- _Work required_
Reproduce the short essay titled "Fur" below word for word, from its date line to its final sentence.

- _Provided passage_
Tuesday 19 October 2010

Fur

When I was six I had a parka coat, a dark blue from the Army & Navy store. It had a warm quilted interior and somewhat synthetic crusty outside to shield me from the weather's loathsome prospect. It also had a hood with rabbit fur trim. Soft and smooth to the touch, it gently tickled my cold cheeks on winters days sending little pimples of excitement up my spine. It even smelt warm, and could be stroked for hours in the absence of real hot blooded living pet form.

Until it got wet. Then it took on the appearance of the proverbial drowned rat, and smelled not much better. It's velutinousness drenched and shattered revealing the tough leathered grey rabbit skin, plasticated like a dog chew, crudely stitched in to the artificial fabric. It's limpness mocked me, and the grey straggley fur made me look like something spewed up from beneath the Freeling's swimming pool in Poltergeist. The first and last time I have ever worn fur.

I've lain on it, though, many a time. Again, from childhood, I remember my grandmother's living room sheepskin rug. A dense pure white fleece that smelt smokey from her open fire, and excited her Jack Russell every time it wandered over it. I began to think it was doing it on purpose. (Unfortunately as the dog aged, it's capability to hold it's bladder grew less and less). But I understand the dog's excitiment. Even now, despite myself, I find it hard to resist the touch of the bought fur. There is a woman in my office who has been yearning for the cold weather to snap, specifically so she can wear her fur coat. Its wear is excused by the notion that being vintage, it is not perpetuating the modern trade. And I concede that is looks luxuriant, and I want to run my hands over it. She hugs it to her face and extolls its warmth, but I cannot help but proffer that was specifically the reason for the animal to have it in the first place. I prefer my fur on living things.

- _Data_

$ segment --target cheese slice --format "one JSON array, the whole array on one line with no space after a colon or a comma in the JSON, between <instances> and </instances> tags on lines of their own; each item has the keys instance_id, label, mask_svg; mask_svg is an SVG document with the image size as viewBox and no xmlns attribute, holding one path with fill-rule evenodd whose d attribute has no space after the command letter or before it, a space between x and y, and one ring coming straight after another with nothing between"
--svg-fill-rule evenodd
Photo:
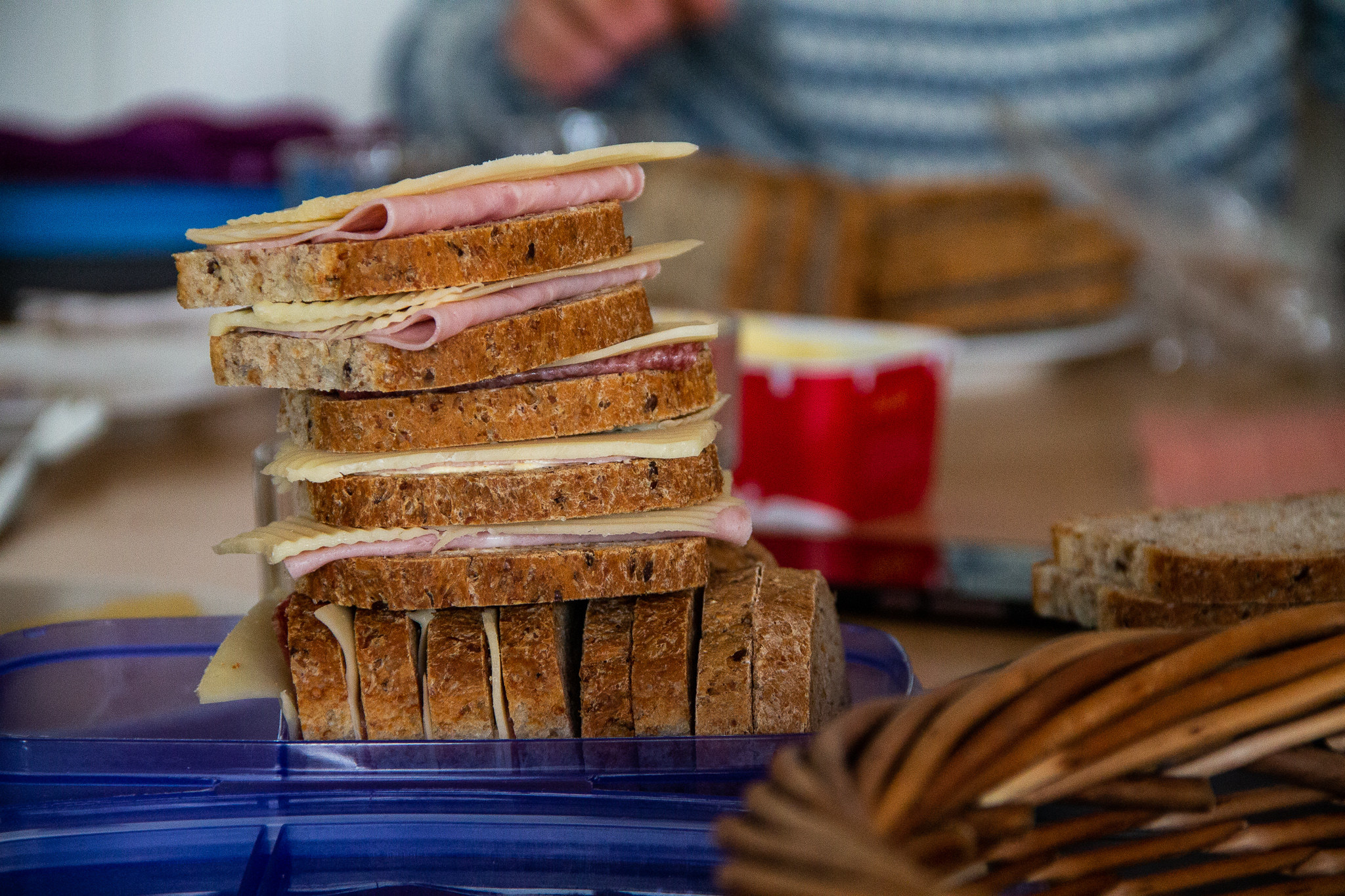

- _Worked answer_
Tuesday 19 October 2010

Fur

When I was six I had a parka coat, a dark blue from the Army & Navy store. It had a warm quilted interior and somewhat synthetic crusty outside to shield me from the weather's loathsome prospect. It also had a hood with rabbit fur trim. Soft and smooth to the touch, it gently tickled my cold cheeks on winters days sending little pimples of excitement up my spine. It even smelt warm, and could be stroked for hours in the absence of real hot blooded living pet form.

Until it got wet. Then it took on the appearance of the proverbial drowned rat, and smelled not much better. It's velutinousness drenched and shattered revealing the tough leathered grey rabbit skin, plasticated like a dog chew, crudely stitched in to the artificial fabric. It's limpness mocked me, and the grey straggley fur made me look like something spewed up from beneath the Freeling's swimming pool in Poltergeist. The first and last time I have ever worn fur.

I've lain on it, though, many a time. Again, from childhood, I remember my grandmother's living room sheepskin rug. A dense pure white fleece that smelt smokey from her open fire, and excited her Jack Russell every time it wandered over it. I began to think it was doing it on purpose. (Unfortunately as the dog aged, it's capability to hold it's bladder grew less and less). But I understand the dog's excitiment. Even now, despite myself, I find it hard to resist the touch of the bought fur. There is a woman in my office who has been yearning for the cold weather to snap, specifically so she can wear her fur coat. Its wear is excused by the notion that being vintage, it is not perpetuating the modern trade. And I concede that is looks luxuriant, and I want to run my hands over it. She hugs it to her face and extolls its warmth, but I cannot help but proffer that was specifically the reason for the animal to have it in the first place. I prefer my fur on living things.